### [YOUR TASK]
Can you pull out every line of the items below that contains the string "twig", copying each one in full? Case counts.

··· SOURCE MATERIAL

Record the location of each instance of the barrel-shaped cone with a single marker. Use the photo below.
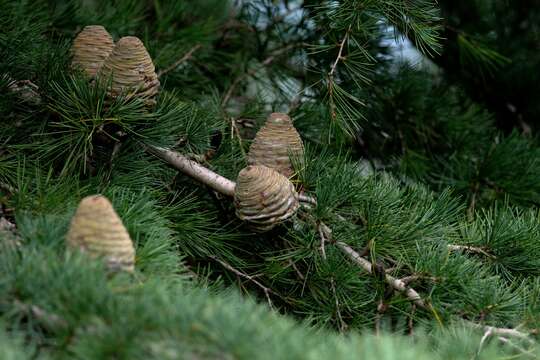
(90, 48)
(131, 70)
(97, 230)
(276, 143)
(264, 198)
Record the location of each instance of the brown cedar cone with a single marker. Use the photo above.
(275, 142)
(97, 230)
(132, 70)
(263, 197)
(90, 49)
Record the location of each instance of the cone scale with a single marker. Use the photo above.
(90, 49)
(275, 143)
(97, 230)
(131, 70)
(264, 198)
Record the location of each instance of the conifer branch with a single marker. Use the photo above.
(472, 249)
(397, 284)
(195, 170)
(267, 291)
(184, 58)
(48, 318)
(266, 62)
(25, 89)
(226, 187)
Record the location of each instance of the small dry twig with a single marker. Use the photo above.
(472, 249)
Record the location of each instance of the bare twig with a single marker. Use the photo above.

······
··· SOURCE MATERIAL

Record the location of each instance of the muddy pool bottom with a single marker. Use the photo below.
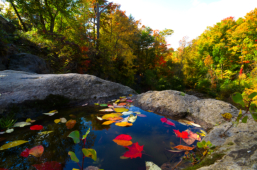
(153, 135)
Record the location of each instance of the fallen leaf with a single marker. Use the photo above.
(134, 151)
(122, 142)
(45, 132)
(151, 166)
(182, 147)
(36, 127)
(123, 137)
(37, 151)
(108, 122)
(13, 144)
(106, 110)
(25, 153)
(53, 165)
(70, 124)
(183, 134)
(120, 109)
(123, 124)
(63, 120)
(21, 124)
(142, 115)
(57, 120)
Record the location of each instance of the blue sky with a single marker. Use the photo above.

······

### [REPLY TO THE EXERCISE]
Record the location of each instance of the small dry twig with a single marker. Use the photo above.
Record the location of each instance of the bare twig with a single marker. Use the photo above.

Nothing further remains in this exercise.